__Task requirements__
1: Decide whether each statement below agrees with the test fixtures passage. Give yes or no for each, along with the exact words from the passage that settle it.
(a) The with_*() functions are used in the passage's own examples.
(b) Every local_*() function has a companion with_() function.
(c) For a package full of monster functions, the caveat suggests merging them into fewer, larger ones.
2: Continue the test fixtures passage, starting right after its final sentence.

Each local_*() function has a companion with_() function, which is a nod to with(). We won’t use the with_*() functions here, but you can learn more about them at withr.r-lib.org.

Test fixtures

Testing is often demonstrated with cute little tests and functions where all the inputs and expected results can be inlined. But in real packages, things aren’t always so simple. The main functions in your package probably aren’t “1 number in, 1 number out”. They might require more exotic objects or very specific circumstances. Changing state might be the entire purpose of a function! Now what?

Obligatory caveat: If you find it hard to write tests, this may be the universe telling you that your package has some design problems. Maybe you’ve somehow ended up with a small number of monster functions, with oodles of arguments and complex conditional logic, that can do everything from scramble eggs to change a lightbulb. The best move in this case may be to break things up into smaller and simpler functions. And those will be easier to test. End caveat.

__Extracted data__
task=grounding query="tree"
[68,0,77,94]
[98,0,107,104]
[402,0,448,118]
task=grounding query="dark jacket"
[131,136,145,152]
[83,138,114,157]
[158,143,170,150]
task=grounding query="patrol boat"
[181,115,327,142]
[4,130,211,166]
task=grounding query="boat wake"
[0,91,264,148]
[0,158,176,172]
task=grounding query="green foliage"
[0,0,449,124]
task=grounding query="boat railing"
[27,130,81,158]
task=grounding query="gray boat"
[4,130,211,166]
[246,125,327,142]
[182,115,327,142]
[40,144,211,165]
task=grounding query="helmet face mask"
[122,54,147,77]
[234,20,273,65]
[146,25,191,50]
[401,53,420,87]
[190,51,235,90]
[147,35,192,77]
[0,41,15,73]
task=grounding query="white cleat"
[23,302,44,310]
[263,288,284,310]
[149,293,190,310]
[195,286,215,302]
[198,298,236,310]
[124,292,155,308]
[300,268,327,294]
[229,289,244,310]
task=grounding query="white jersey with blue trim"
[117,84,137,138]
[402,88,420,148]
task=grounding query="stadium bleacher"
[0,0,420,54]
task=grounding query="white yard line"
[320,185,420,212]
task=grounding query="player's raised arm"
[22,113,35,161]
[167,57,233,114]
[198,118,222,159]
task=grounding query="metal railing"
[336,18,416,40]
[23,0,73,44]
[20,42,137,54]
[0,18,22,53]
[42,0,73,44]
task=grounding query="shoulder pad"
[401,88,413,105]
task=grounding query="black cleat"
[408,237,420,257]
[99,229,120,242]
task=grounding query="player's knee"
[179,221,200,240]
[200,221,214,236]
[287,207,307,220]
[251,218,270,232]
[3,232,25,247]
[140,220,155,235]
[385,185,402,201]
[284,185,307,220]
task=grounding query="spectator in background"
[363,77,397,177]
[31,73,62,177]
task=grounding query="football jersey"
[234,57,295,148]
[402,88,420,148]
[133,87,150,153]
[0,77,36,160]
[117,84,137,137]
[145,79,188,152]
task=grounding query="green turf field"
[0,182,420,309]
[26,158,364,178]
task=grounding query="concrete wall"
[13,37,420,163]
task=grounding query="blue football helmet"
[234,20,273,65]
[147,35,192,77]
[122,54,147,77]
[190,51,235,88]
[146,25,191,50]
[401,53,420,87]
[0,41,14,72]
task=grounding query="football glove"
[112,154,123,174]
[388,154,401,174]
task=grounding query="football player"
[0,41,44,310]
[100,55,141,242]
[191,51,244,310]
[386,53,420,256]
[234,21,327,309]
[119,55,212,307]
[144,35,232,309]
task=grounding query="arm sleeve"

__Answers by task__
1:
(a) No: "We won’t use the with_*() functions here"
(b) Yes: "Each local_*() function has a companion with_() function"
(c) No: "The best move in this case may be to break things up into smaller and simpler functions."

2:
Tricky test situations can’t always be eliminated by better package design. Let’s assume you’ve got a reasonable design and you’re still facing some test dilemmas. Unless you find a way to make writing tests as pleasant as possible, you won’t write nearly enough of them.

One technique I’ve found useful is what I’ll call a self-cleaning test fixture.

usethis and `create_local_package()`

The usethis package ( usethis.r-lib.org) provides functions for looking after the files and folders in an R project, especially an R package. These function names should give you a vague sense of what usethis does: create_package(), use_vignette(), use_testthat(), use_github(). Many of these functions only make sense in the context of an R package. That means in order to test them, we have to be working inside an R package. And they can’t all target some persistent Frankenpackage.

We need a way to quickly spin up a minimal package, in the session temp directory. Test some functions against it. Then destroy it. Without a lot of fuss. We need a local package.

create_local_package <- function(dir = file_temp(), env = parent.frame()) {
  old_project <- proj_get_()            # --- Record starting state --- 
  
  withr::defer({                        # --- Defer The Undoing --- 
    proj_set(old_project, force = TRUE) # restore active usethis project (-C)
    setwd(old_project)                  # restore working directory      (-B)
    fs::dir_delete(dir)                 # delete the temporary package   (-A)
  }, envir = env)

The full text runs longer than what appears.